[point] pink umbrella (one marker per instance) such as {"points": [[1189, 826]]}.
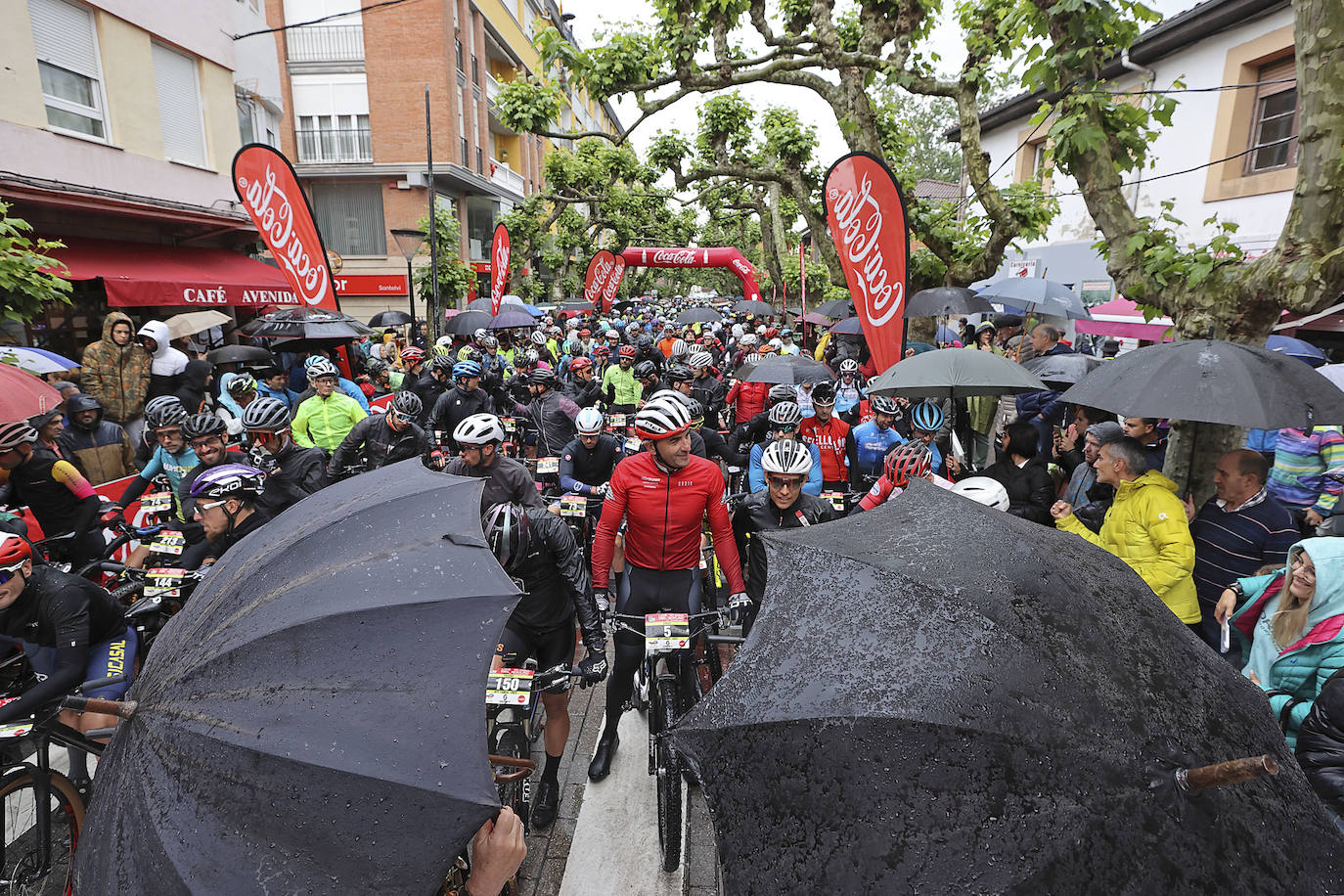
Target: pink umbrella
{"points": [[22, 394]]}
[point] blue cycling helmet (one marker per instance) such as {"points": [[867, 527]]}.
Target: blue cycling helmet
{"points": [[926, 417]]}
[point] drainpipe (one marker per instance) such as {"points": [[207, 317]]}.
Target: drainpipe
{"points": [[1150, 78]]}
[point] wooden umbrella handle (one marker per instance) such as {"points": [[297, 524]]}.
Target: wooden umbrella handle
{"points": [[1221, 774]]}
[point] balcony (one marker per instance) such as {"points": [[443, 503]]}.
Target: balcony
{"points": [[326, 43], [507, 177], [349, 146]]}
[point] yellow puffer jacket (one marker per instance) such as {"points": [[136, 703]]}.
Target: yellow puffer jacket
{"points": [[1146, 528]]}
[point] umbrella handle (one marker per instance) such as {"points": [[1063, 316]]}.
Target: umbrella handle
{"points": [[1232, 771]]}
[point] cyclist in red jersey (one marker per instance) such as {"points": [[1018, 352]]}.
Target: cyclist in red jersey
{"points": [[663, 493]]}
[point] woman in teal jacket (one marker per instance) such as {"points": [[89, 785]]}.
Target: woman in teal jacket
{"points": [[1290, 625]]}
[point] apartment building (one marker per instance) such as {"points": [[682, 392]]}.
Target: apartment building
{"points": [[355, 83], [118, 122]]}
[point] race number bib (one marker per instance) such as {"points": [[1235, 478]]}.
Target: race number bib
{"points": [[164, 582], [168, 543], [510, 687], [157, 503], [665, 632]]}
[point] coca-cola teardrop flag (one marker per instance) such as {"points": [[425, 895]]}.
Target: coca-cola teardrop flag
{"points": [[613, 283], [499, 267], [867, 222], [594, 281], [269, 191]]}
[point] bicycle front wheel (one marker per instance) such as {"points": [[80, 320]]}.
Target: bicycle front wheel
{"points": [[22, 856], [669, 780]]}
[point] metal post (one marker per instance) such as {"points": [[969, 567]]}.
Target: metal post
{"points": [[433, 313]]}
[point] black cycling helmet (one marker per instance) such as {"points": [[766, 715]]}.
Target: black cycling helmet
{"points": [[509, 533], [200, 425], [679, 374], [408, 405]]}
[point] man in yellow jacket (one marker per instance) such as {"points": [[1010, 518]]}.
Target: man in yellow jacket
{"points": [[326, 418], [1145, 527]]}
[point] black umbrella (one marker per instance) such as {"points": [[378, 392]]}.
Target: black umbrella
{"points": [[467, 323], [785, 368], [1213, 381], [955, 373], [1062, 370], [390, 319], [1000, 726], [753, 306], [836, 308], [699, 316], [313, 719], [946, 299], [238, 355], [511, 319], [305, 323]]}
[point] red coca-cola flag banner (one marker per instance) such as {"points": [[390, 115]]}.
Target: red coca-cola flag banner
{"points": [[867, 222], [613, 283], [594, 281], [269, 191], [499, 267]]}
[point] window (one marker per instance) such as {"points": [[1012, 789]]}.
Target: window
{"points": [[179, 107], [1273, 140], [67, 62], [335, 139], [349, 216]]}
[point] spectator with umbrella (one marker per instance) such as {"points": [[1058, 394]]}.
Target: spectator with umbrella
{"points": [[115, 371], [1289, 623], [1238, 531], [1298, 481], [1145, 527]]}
◇ ◇ ◇ ◇
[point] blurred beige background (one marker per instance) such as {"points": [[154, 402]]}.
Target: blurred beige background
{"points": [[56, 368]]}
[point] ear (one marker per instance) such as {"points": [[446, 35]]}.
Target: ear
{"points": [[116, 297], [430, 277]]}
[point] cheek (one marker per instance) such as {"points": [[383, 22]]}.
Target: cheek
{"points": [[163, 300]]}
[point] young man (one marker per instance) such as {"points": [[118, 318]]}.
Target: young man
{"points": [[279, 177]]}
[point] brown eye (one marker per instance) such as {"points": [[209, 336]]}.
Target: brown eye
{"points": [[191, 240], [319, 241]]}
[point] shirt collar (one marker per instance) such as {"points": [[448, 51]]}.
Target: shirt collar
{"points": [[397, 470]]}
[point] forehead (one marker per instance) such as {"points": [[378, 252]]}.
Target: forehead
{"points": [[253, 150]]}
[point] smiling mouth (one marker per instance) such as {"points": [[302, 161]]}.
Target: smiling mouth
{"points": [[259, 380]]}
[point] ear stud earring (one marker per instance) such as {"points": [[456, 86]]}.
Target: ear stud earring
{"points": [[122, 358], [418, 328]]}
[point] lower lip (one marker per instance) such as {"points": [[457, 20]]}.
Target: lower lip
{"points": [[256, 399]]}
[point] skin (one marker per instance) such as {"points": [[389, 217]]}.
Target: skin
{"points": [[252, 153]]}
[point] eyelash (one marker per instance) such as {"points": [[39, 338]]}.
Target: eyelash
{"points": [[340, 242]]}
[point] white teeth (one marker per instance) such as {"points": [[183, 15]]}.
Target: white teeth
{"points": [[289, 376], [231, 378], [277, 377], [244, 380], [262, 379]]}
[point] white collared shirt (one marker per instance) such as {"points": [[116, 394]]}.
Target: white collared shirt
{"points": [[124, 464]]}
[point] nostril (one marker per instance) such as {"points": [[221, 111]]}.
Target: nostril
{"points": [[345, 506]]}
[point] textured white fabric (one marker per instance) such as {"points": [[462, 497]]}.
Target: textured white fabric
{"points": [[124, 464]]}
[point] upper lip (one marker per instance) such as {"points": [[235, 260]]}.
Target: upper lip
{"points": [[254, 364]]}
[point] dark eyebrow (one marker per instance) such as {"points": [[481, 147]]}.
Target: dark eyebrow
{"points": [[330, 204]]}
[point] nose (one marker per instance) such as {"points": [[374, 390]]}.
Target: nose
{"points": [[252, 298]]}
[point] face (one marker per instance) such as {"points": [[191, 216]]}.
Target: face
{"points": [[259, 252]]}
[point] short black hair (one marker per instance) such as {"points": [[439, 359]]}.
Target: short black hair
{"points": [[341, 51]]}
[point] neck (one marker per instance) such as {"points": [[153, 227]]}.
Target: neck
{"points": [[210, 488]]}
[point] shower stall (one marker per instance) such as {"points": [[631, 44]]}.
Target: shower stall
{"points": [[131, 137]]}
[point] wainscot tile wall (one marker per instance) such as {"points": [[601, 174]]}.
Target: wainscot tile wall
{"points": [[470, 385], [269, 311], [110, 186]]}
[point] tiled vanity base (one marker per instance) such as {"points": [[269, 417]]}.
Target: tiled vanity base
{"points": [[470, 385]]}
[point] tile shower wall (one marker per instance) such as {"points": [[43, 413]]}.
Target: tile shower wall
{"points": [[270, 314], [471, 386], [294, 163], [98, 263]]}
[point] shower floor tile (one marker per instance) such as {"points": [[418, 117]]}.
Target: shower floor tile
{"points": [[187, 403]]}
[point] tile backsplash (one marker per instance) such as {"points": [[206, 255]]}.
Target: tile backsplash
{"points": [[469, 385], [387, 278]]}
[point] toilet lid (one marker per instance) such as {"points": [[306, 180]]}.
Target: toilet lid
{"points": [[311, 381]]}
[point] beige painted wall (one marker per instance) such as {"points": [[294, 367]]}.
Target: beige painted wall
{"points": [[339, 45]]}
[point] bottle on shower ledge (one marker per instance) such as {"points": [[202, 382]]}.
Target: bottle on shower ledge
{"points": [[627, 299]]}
◇ ◇ ◇ ◇
- [Problem requirements]: Your reply is to be an exact repeat of the listing above from the line holding "[point] pink umbrella" down to the line holding "[point] bicycle front", ends included, pictures excluded.

- [Answer]:
[point] pink umbrella (one marker per instance) such as {"points": [[1189, 826]]}.
Target: pink umbrella
{"points": [[22, 394]]}
[point] blue cycling helmet (one marker per instance) such as {"points": [[867, 527]]}.
Target: blue cycling helmet
{"points": [[926, 417]]}
[point] drainpipe (one marker per instance) such as {"points": [[207, 317]]}.
Target: drainpipe
{"points": [[1150, 78]]}
[point] wooden umbrella handle (one marker per instance) such as {"points": [[297, 524]]}.
Target: wooden umbrella handle
{"points": [[1221, 774]]}
[point] balcony (one marker per instance) such as {"points": [[443, 503]]}.
Target: balcony
{"points": [[326, 43], [507, 177], [349, 146]]}
[point] yellow puffer jacket (one marker per instance) such as {"points": [[136, 703]]}.
Target: yellow puffer jacket
{"points": [[1146, 528]]}
[point] umbrella handle (one marker per instance) such as {"points": [[1063, 316]]}.
Target: umbrella handle
{"points": [[1232, 771]]}
[point] cyclist in red jersey (one marker per instance) such as {"points": [[1018, 352]]}.
Target: cyclist in red jersey
{"points": [[663, 493]]}
[point] woman in teal jacket (one marker per instance) such as {"points": [[89, 785]]}.
Target: woman in teal jacket
{"points": [[1290, 625]]}
[point] apartment building (one marker per instance) such as {"points": [[682, 392]]}.
Target: apartment building
{"points": [[355, 83], [118, 122]]}
[point] race number bib (one marker per instance) such as {"points": [[1235, 478]]}.
Target: race number bib
{"points": [[164, 582], [168, 543], [510, 687], [157, 503], [665, 632]]}
[point] coca-cola teardrop flag (one marker per instance) such as {"points": [[425, 895]]}.
Target: coca-cola teardrop flag
{"points": [[613, 283], [499, 267], [867, 222], [594, 281], [269, 191]]}
[point] bicycle front wheel (one marker per instance) such as {"points": [[80, 320]]}.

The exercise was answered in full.